▶ **EXERCISE INSTRUCTIONS**
Format the stretch of lines from the one containing "Pin the yellow" through the one containing "(1210, 302)", both included, as a Markdown table with the columns Row and Line, giving each line its row number and leaving out blank lines.
══ AVAILABLE DATA
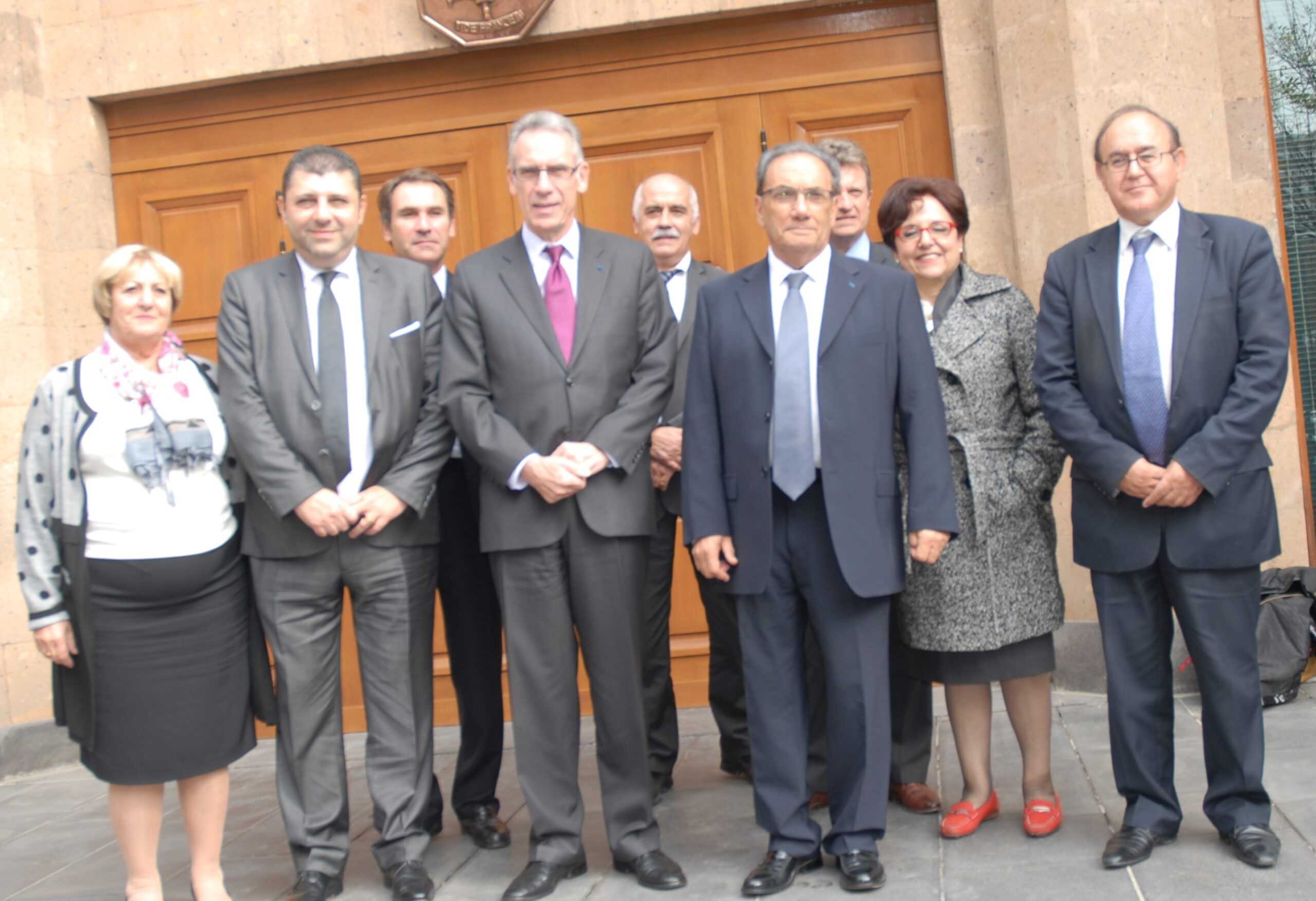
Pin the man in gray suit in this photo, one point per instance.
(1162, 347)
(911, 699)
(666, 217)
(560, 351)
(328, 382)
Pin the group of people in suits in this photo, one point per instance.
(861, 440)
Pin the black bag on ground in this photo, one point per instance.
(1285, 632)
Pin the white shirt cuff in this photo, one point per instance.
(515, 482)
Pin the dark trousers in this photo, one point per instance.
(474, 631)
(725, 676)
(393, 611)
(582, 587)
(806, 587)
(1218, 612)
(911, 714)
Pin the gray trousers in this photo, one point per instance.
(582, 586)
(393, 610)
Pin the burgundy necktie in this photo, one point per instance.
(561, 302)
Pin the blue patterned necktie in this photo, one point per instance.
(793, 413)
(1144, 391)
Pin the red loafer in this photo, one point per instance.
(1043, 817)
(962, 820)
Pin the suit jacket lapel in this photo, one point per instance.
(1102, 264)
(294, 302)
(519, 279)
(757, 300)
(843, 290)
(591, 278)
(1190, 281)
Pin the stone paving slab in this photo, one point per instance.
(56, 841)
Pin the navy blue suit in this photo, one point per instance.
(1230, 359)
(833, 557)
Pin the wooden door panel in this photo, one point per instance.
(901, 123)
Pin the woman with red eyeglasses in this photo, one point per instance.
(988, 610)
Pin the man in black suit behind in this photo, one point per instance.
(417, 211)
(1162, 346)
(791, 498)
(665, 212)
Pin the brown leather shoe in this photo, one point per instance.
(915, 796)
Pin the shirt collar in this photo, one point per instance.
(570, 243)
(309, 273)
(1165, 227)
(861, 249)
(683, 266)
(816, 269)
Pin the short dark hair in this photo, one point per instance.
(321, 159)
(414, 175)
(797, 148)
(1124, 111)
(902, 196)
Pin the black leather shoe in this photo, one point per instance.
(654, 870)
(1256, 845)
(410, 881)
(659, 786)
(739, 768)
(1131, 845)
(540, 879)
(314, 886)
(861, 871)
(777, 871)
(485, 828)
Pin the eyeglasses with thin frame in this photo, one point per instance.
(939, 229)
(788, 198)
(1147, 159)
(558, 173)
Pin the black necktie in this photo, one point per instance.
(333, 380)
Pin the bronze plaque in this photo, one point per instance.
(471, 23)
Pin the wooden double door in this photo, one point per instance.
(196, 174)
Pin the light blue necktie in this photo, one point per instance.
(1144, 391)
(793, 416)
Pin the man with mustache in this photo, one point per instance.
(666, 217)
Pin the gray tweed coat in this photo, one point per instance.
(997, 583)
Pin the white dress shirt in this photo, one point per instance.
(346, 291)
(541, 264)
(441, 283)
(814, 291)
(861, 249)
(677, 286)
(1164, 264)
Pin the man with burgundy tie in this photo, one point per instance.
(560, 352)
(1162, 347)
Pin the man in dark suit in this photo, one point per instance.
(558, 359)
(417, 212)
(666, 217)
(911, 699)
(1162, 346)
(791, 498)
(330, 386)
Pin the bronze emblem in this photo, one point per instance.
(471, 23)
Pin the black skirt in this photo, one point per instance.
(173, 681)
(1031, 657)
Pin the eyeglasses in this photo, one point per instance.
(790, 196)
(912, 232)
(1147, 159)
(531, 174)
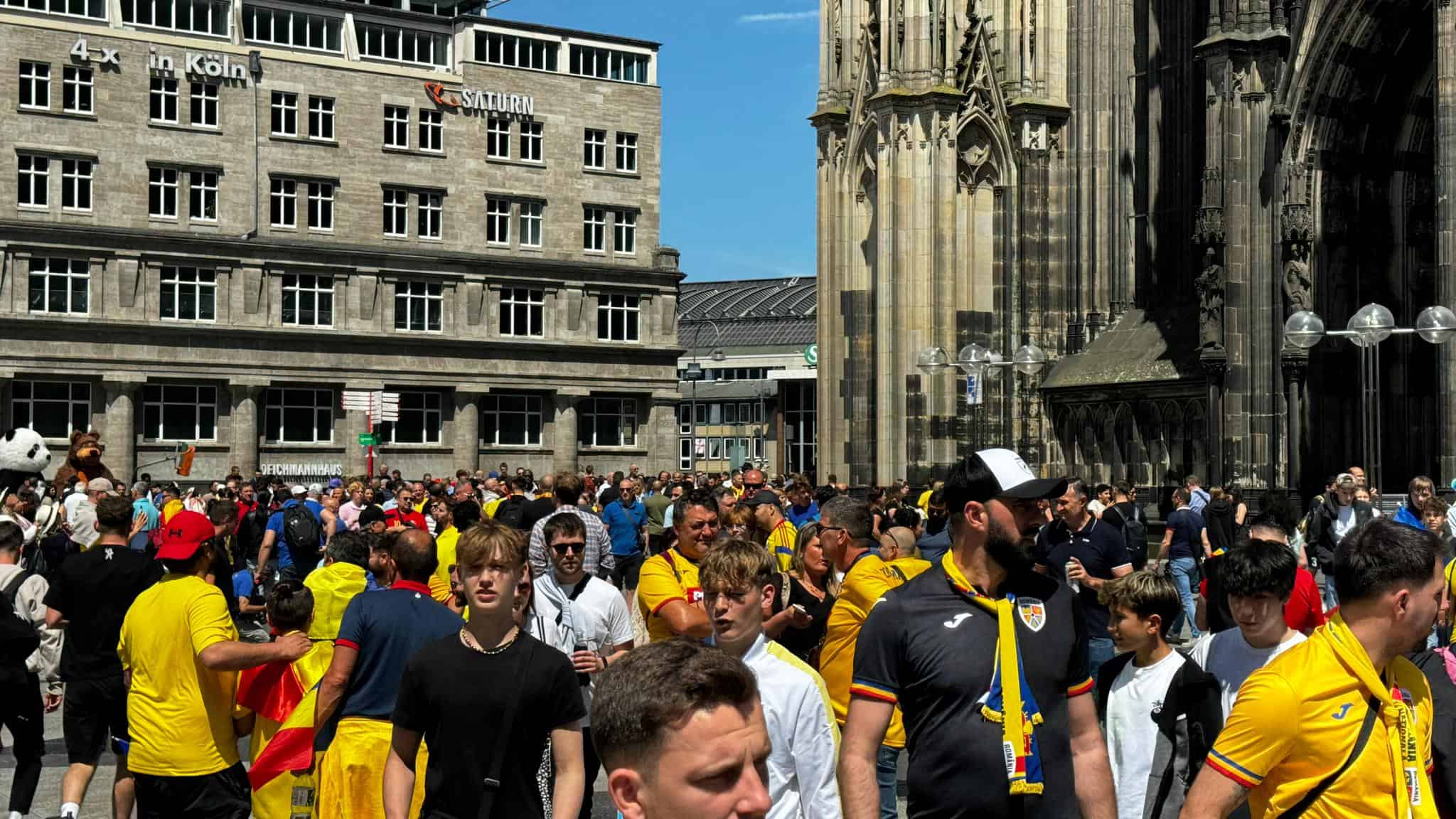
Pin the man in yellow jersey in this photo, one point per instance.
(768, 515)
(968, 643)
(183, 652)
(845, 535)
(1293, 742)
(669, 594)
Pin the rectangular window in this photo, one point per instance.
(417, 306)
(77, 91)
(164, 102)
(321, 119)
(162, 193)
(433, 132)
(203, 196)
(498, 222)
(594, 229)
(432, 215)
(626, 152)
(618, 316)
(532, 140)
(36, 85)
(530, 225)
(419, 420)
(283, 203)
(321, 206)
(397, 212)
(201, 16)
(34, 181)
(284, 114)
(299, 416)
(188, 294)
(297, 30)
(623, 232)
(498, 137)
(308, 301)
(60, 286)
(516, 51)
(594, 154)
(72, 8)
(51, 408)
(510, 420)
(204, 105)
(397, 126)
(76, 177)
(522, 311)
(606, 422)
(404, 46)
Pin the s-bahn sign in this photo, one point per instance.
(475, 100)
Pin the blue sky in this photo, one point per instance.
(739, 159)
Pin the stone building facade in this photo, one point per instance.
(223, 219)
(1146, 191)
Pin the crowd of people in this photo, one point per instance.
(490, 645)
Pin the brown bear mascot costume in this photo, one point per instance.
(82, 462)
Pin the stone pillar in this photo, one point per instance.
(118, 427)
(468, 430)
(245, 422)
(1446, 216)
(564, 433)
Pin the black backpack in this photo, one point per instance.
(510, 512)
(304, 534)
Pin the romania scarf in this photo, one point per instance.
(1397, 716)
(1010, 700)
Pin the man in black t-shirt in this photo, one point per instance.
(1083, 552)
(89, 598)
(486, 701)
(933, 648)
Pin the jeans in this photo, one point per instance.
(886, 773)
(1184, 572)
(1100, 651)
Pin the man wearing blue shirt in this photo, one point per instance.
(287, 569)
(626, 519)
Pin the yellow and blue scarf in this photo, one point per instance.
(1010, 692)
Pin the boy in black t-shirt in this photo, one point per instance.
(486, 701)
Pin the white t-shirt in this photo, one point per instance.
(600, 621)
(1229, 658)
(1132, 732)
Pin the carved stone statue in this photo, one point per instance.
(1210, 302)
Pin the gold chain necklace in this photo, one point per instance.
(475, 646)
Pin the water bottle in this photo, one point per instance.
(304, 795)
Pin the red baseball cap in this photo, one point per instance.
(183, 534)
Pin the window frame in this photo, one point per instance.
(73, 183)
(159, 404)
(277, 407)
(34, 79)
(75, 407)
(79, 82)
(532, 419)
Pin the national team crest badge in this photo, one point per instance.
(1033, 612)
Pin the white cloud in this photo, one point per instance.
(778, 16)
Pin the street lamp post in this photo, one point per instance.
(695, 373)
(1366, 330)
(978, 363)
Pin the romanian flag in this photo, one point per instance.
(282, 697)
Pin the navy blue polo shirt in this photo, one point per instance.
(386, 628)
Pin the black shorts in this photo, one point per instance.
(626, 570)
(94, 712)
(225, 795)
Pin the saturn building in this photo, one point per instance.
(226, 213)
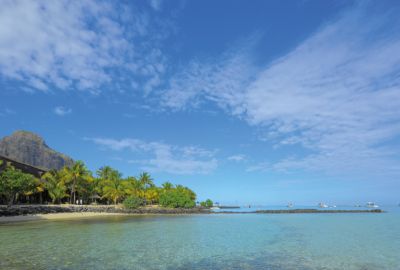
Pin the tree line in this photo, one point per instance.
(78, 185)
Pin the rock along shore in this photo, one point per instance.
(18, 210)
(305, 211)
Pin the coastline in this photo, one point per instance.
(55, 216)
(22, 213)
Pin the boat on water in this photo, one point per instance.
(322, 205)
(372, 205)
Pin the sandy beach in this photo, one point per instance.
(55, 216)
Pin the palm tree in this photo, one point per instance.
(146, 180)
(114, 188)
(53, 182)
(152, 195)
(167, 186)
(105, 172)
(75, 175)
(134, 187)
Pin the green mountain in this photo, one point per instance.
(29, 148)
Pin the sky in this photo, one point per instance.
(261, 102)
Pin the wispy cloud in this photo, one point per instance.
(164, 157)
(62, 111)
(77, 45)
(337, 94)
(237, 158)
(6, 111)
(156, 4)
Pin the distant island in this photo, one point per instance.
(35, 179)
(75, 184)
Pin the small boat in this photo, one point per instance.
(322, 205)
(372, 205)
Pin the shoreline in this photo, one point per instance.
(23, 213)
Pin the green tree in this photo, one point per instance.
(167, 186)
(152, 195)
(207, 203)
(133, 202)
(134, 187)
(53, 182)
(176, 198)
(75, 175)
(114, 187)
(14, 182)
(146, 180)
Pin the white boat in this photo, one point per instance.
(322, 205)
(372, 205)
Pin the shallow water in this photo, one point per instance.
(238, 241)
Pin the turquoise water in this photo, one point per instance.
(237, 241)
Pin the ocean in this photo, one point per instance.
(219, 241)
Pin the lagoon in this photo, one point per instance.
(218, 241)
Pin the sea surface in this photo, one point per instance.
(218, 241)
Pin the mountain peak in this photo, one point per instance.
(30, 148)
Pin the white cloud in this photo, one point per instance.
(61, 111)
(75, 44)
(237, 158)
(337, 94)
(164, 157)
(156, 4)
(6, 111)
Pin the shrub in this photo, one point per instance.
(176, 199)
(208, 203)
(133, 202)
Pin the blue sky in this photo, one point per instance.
════
▶ **WRITTEN ANSWER**
| Row | Line |
|---|---|
| 1 | Pin the yellow and blue scarf in this photo, one point per instance. |
| 2 | (1010, 692) |
| 3 | Pin the boy in black t-shirt in this photo, one point per instance. |
| 4 | (486, 701) |
| 5 | Pin the white t-shirt in this photo, one point per instance. |
| 6 | (600, 621) |
| 7 | (1229, 658) |
| 8 | (1132, 732) |
| 9 | Pin the carved stone statue in this photo, one point per instance. |
| 10 | (1210, 302) |